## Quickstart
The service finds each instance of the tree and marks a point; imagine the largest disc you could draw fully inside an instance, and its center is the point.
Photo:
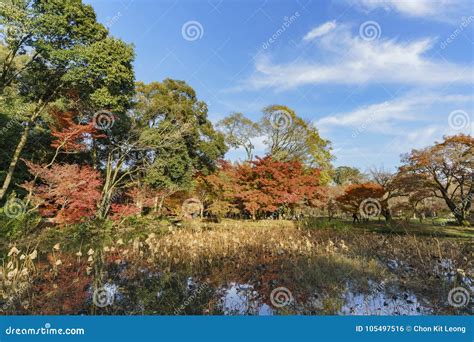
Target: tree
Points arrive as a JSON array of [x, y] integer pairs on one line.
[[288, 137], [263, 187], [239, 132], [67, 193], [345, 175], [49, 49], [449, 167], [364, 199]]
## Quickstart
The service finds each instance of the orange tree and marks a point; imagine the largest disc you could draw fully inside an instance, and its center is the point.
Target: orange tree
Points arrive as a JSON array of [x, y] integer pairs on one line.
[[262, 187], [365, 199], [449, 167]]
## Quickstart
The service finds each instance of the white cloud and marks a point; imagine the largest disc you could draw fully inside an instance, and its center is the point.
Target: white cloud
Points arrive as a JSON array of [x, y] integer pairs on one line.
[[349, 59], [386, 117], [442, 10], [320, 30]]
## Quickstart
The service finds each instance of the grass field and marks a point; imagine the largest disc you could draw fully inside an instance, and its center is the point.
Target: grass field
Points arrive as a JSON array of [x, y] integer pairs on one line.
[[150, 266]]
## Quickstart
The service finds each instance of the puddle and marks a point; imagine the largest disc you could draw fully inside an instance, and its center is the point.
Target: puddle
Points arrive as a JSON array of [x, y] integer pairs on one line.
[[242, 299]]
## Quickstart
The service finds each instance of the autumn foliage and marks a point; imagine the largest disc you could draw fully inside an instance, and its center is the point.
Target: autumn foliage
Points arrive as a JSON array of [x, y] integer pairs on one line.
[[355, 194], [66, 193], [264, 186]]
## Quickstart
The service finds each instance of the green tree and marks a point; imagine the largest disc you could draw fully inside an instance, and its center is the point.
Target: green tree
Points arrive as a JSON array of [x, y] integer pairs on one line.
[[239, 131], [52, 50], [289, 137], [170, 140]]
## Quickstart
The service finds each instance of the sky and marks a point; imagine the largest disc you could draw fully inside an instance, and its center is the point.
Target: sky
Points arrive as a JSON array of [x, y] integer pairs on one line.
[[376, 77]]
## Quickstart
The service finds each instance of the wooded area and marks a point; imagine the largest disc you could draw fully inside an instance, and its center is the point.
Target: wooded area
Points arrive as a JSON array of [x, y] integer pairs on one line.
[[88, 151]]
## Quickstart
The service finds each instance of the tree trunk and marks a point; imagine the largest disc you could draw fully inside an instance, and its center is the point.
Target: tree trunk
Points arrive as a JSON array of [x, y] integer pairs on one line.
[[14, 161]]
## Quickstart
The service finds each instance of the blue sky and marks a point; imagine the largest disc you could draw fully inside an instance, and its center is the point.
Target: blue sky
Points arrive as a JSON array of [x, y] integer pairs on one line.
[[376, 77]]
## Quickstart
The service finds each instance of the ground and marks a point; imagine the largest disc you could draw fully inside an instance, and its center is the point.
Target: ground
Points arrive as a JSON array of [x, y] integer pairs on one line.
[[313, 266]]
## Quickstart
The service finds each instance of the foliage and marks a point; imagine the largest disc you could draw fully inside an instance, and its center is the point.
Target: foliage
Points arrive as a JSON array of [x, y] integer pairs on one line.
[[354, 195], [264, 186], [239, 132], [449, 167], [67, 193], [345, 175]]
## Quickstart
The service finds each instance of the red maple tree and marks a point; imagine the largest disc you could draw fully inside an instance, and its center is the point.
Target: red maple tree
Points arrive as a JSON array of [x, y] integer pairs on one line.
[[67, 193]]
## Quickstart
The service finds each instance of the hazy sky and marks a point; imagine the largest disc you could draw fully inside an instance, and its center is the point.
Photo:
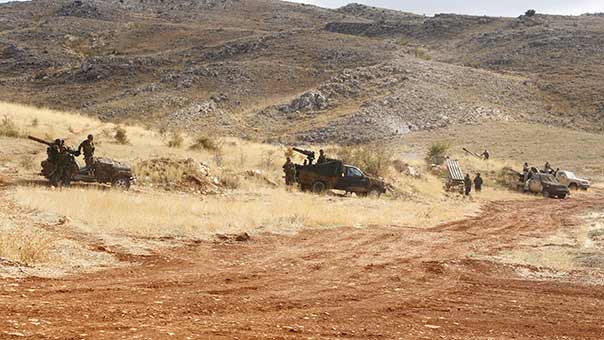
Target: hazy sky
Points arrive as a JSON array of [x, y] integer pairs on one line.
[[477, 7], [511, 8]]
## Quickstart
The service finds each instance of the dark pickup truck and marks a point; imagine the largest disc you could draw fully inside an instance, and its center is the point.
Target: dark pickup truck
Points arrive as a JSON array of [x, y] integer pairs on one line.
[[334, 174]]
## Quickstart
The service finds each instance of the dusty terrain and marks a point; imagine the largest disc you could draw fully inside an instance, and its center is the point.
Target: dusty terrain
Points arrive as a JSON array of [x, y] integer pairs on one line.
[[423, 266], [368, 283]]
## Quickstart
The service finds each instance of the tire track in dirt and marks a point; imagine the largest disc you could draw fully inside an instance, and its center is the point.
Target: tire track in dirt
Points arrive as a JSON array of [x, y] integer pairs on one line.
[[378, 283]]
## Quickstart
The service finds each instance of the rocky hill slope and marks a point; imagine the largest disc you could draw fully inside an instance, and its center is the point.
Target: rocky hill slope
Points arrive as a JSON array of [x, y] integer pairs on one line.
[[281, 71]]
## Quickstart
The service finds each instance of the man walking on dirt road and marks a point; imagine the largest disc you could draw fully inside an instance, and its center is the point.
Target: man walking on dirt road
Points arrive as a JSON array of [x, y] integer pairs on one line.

- - - - - - -

§ DIRECTIONS FOR THIS TASK
Without the pictures, print the whole listing exactly as given.

§ RESULT OF THIS TASK
## Quickstart
The service finds each instance of the tree and marks a point; imagine the largest disc you could draw fully inside an instance, and its center is the point.
Photo:
Target: tree
Points arrive as a JSON array of [x, y] integer pairs on one line.
[[288, 137], [263, 187], [239, 132], [67, 193], [345, 175], [49, 49], [449, 167], [364, 199]]
## Quickstart
The service finds each instance of the orange tree and marks a point; imagine the largest disc you could draw fully inside an instance, and its center is the point.
Target: orange tree
Points arrive as a JSON array of [x, y] integer pairs on one line.
[[262, 187], [365, 199], [449, 167]]
## Quickstart
The service finds each instance of the white cloud and marks a point; imagine the largest disc you could draw fully inside an instance, and its center is the point.
Target: white cloud
Points arrive as a JSON array of [x, y] integer pairs on one line.
[[349, 59], [386, 117], [442, 10], [320, 30]]
## Quickstart
The service finds each instance of the grass field and marks a point; imagine the largest disc you could draw fully inside an instance, and its center is the point.
Target: grass field
Points arrive as a JSON array of [x, y] integer pairs on one line.
[[150, 266]]
## Quickstart
The service finds each instance of the puddle and marks a point; imagine the largest disc you could draw fully inside an instance, and its center is the point.
Target: puddle
Points arrive as a JSON array of [x, y] integer pairs on one line.
[[242, 299]]
## Quickstart
The service finds each instance of the autumn foliage and marks a point; imagine the largest disc you could draw fully inside an instance, and its center is the point.
Target: autumn foliage
Points arrive as a JSON array of [x, y] integer pairs on one line.
[[355, 194], [66, 193], [264, 186]]
## Quickstart
The service finds each instance of the green tree and marks a point; imagine the largest disc you could draw fully inside an instance, and its center is the point.
Target: green tree
Points arrive as a JSON array of [x, y] integer pairs on one line.
[[239, 131], [52, 50], [289, 137], [170, 140]]
## Quickstart
The service finds each instance of the sky and marks a point; imagine the largest disc you could draw fully inside an instance, and its center is the point.
Target: sky
Points arrive as a JSON array of [x, y] integer pairs on one line.
[[376, 77]]
## Quickstart
The service finds each instance of the wooded area and marks a point; imagine the largest disc you could draw fully inside an instance, and its center is the point.
Target: wooded area
Points arrive as a JSON array of [x, y] integer pairs on one line.
[[88, 151]]
## Quickstart
The service finds each instance of the tree trunk and marks a point; imagine the largest disc you could draw fully inside an instance, and its center is the point.
Target: tree trunk
Points arrive as a JSON array of [x, y] integer pairs on one line.
[[14, 161]]
## Quickstart
The service finds each instance of the blue sky and marks a point; imagine the largest disc you could draw fully inside an instance, and its center is the point.
Target: blue sky
Points arrive as a JSON array of [x, y] integer pairs on one line.
[[376, 77]]
## Quickstart
The service finds each instance of the ground and marks a point; imagine the largest disc you could draw fully inside an instance, and its center is the point.
Target: ground
Points arrive as a JSON array of [x, y] integer pairs on one line.
[[313, 266]]
## Quickstart
The service finds each instance of the foliage and marks a point; imagine the largest disc you could draw fully inside an instance, and its center is the point.
Target: foliage
Points arrive as a JSON array of [x, y] integer pairs on one line.
[[354, 195], [264, 186], [239, 132], [449, 167], [67, 193], [345, 175]]
## Quickstart
The service finds each instance of the red maple tree and marks a point; imagine the largest disc you could draw fully inside an instance, and its center is the point.
Target: red maple tree
Points arrive as a JSON array of [x, y] integer pairs on one line.
[[67, 193]]
## Quickstart
The service finds each instance of the hazy sky and marks a point; imagine the largest disc you could draw fully inside an instance, and its center is the point.
Photo:
Target: hazy sky
Points arrive as a JSON array of [x, y] integer pairs on one line.
[[477, 7], [511, 8]]
## Quickstart
The service finds each instance of the dark pickup truck and marks a point; imagine the largest disc you could draw fully inside an instance, and its center is the point.
Target: dark pickup truck
Points arrive as a JSON array of [x, y] integer pairs on one line.
[[334, 174]]
## Quickstart
The service finds each instance of the dusty terrain and marks a point; imagine the largest disc you could draw fully inside an instance, and its center is the point.
Target: dusty terrain
Points arrive as a JSON array of [x, y] integer pairs on one line.
[[423, 266], [368, 283]]
## Quickstart
The service finds each instance of the tire track in dirt and marks a point; imagine the largest disc you could draw fully inside an instance, and its center is the point.
Target: tire track in dirt
Points arrive as a JSON array of [x, y] integer pairs on one line.
[[378, 283]]
## Quickstart
The service finds each instance of the rocky hill slope and marks a point; imagine the largest disc you could draw fully inside an instance, and its center is the point.
Target: rocky hill slope
Points arrive as a JSON array of [x, y] integer pairs on one line.
[[281, 71]]
## Quickstart
The service finds each instance of the man walking on dirt road and marks a point; imagine the largest disc you could draw fully inside an instance, and its center is the point.
Target: man walking on dirt road
Points arrive as a JSON array of [x, y] integer pairs on one line.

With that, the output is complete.